■ Data lines ■

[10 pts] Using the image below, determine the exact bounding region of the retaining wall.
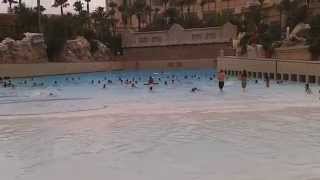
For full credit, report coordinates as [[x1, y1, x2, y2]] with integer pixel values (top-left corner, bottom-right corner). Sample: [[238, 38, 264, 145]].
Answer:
[[0, 58, 216, 78], [217, 56, 320, 84]]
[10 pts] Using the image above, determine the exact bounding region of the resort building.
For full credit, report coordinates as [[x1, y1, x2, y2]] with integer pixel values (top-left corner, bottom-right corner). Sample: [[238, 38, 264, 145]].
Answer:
[[113, 0, 320, 29], [0, 14, 16, 40]]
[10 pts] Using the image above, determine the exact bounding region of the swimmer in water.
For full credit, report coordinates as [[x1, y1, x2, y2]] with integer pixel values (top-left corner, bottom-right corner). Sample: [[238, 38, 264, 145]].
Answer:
[[265, 75, 270, 88], [240, 70, 248, 92], [218, 70, 226, 92], [191, 87, 200, 93], [148, 76, 154, 84], [305, 83, 312, 94]]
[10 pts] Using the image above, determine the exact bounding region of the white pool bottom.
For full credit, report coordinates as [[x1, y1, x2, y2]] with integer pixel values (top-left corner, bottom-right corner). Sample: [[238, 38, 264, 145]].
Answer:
[[0, 70, 320, 180]]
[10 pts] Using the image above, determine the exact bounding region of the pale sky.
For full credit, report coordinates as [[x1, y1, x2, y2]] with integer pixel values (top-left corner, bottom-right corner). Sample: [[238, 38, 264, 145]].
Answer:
[[0, 0, 105, 14]]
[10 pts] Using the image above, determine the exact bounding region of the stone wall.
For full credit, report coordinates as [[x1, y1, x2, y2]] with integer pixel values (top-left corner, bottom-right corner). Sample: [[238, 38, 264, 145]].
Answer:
[[115, 43, 234, 61], [122, 23, 237, 48], [217, 57, 320, 84], [0, 59, 216, 78], [0, 33, 48, 64], [276, 45, 312, 61], [55, 36, 112, 63]]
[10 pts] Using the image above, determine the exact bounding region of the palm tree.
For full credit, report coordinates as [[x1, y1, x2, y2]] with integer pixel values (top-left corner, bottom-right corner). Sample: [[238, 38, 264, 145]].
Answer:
[[161, 0, 169, 11], [84, 0, 91, 14], [118, 0, 129, 27], [52, 0, 70, 16], [73, 0, 83, 15], [145, 5, 153, 24], [184, 0, 197, 17], [133, 0, 146, 30], [200, 0, 209, 14], [108, 1, 118, 34], [2, 0, 17, 12], [37, 0, 43, 32]]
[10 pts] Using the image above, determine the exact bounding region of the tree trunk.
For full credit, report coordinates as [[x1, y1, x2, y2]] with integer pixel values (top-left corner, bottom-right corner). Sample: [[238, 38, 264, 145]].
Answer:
[[60, 4, 63, 16], [37, 0, 42, 33], [138, 16, 141, 31], [279, 9, 282, 33], [149, 0, 152, 24], [87, 1, 90, 14]]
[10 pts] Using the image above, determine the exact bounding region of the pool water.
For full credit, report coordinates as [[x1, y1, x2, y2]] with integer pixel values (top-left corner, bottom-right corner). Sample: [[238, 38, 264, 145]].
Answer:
[[0, 70, 320, 180]]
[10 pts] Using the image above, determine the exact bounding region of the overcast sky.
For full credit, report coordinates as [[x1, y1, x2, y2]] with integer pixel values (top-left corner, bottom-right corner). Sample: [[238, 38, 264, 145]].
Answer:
[[0, 0, 105, 14]]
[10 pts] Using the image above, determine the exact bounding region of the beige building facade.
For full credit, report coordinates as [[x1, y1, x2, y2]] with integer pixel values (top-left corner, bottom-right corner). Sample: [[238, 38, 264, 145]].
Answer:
[[113, 0, 320, 29]]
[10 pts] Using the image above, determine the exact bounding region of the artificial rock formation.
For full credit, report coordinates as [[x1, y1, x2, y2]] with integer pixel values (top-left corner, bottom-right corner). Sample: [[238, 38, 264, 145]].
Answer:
[[92, 41, 112, 61], [57, 36, 110, 62], [0, 33, 48, 64]]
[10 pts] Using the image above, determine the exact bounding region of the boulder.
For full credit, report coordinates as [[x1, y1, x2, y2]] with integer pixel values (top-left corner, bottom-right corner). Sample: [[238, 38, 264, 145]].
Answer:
[[57, 36, 94, 62], [0, 33, 48, 64], [92, 41, 112, 61], [57, 36, 111, 62]]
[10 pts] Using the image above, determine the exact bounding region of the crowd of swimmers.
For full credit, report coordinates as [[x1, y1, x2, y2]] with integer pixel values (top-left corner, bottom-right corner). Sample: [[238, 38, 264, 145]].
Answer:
[[0, 70, 320, 94]]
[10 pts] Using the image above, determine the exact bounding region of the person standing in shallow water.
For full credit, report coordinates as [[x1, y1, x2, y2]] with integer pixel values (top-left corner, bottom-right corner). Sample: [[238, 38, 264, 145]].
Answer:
[[266, 74, 270, 88], [218, 70, 226, 92], [240, 70, 248, 92]]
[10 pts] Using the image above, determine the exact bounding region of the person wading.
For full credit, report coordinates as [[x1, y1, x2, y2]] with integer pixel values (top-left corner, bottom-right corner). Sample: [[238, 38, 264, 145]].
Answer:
[[218, 70, 226, 92], [240, 70, 248, 92]]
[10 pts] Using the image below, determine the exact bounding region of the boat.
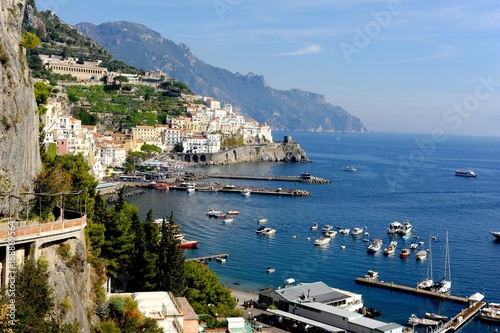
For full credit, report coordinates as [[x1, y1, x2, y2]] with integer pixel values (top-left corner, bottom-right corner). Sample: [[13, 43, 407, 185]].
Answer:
[[416, 250, 427, 260], [398, 221, 413, 236], [351, 228, 363, 236], [368, 238, 382, 253], [155, 183, 169, 190], [424, 312, 448, 322], [255, 226, 266, 234], [325, 229, 337, 238], [387, 221, 402, 235], [417, 235, 434, 290], [399, 249, 410, 258], [314, 237, 331, 246], [261, 228, 276, 236], [433, 231, 451, 294], [365, 269, 378, 280], [186, 183, 196, 193], [490, 231, 500, 240], [339, 228, 351, 235], [479, 309, 500, 325], [384, 241, 398, 254], [207, 209, 223, 217], [321, 224, 333, 234], [408, 314, 440, 326], [179, 238, 198, 249], [455, 169, 477, 178]]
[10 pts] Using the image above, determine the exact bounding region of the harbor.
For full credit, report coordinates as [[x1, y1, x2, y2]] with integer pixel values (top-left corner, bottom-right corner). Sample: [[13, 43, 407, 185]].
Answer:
[[356, 278, 468, 304]]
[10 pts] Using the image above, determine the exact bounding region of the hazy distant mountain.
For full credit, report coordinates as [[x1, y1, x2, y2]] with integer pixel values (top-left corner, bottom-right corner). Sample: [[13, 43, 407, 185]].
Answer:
[[76, 21, 366, 133]]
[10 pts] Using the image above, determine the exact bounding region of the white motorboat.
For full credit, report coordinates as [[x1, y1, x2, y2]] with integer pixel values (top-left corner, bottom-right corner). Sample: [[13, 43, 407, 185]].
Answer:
[[387, 221, 402, 235], [455, 169, 477, 178], [368, 238, 382, 253], [433, 232, 451, 294], [261, 228, 276, 236], [351, 227, 363, 236], [384, 241, 398, 254], [339, 228, 351, 235], [408, 314, 439, 326], [314, 237, 331, 246], [398, 221, 413, 235], [416, 250, 427, 260], [321, 224, 333, 233], [365, 269, 378, 280], [325, 229, 337, 238], [424, 312, 448, 322]]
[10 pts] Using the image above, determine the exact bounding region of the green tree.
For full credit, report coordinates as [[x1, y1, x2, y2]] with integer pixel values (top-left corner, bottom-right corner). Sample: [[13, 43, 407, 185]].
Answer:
[[185, 260, 242, 317], [157, 211, 186, 297], [19, 32, 40, 49], [15, 258, 54, 333]]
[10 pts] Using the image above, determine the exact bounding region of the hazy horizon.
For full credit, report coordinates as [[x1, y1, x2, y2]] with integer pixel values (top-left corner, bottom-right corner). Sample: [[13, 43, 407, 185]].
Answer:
[[36, 0, 500, 136]]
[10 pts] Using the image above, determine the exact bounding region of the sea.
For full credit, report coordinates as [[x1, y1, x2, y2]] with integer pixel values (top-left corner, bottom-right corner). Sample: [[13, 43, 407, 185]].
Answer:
[[127, 132, 500, 333]]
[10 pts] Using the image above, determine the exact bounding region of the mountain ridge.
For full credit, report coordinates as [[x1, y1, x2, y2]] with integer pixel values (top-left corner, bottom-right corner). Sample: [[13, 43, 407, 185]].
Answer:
[[74, 21, 367, 133]]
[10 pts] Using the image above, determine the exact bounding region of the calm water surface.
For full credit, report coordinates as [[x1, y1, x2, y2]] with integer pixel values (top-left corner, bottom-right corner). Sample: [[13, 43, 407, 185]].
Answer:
[[128, 133, 500, 333]]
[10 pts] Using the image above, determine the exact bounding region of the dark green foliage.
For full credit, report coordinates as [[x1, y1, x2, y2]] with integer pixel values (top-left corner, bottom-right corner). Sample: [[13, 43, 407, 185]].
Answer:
[[185, 261, 242, 317], [15, 258, 54, 333], [157, 212, 186, 297]]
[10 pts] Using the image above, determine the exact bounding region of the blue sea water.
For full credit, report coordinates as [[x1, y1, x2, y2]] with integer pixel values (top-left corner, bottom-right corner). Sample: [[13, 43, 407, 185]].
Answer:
[[128, 133, 500, 333]]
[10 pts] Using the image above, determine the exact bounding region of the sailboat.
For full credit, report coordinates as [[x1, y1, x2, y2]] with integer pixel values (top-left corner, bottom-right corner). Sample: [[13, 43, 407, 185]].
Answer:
[[417, 237, 434, 290], [433, 231, 451, 294]]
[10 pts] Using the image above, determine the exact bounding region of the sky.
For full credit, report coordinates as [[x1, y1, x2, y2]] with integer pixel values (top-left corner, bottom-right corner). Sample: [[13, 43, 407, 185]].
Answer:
[[36, 0, 500, 136]]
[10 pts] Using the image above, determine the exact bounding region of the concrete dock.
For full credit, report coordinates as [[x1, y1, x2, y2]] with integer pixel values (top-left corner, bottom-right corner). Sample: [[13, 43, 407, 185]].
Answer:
[[356, 278, 468, 304]]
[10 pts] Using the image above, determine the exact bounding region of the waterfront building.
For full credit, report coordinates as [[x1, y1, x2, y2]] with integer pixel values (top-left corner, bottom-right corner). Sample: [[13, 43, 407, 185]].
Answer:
[[259, 282, 403, 333]]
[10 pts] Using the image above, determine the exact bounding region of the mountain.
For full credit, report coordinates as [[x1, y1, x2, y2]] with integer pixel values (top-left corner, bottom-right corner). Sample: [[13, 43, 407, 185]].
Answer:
[[75, 21, 367, 133]]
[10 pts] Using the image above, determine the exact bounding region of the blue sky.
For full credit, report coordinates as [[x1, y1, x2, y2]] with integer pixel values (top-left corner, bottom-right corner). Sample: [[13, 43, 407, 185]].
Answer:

■ Task brief ■
Please repeat everything from the line with "of the harbor." down to the line with "312, 448, 322]]", swapping "motorboat" for "speedboat" and leaving all else unchanged.

■ Written reply ■
[10 pts] Using the image above, determine the exact bounding region of the harbor.
For full credit, report coordinates as [[x1, y1, x2, y2]] with integer pixel values (top-left corner, bottom-right corner). Sample: [[13, 43, 407, 185]].
Answer:
[[356, 278, 468, 304]]
[10 pts] Using the image above, determine the exact bounding region of the hazy distant mountain.
For full credit, report coordinates as [[x1, y1, x2, y2]] with integer pixel values (top-left corner, bottom-right corner). Sample: [[13, 43, 407, 185]].
Answer:
[[76, 21, 366, 133]]
[10 pts] Using the image above, determine the exact bounding region of the white speedboat.
For full credit, report coordinates as [[x1, y1, x2, y2]] with integer pixel values (top-left corner, bottom-right corner). Sample: [[13, 43, 407, 185]].
Answer:
[[387, 221, 402, 235], [455, 169, 477, 178], [368, 238, 382, 253], [433, 232, 451, 294], [261, 228, 276, 236], [351, 227, 363, 236], [384, 241, 398, 254], [339, 228, 351, 235], [408, 314, 439, 326], [314, 237, 331, 246], [398, 221, 413, 235], [416, 250, 427, 260], [321, 224, 333, 233], [365, 269, 378, 280], [325, 229, 337, 238], [424, 312, 448, 322]]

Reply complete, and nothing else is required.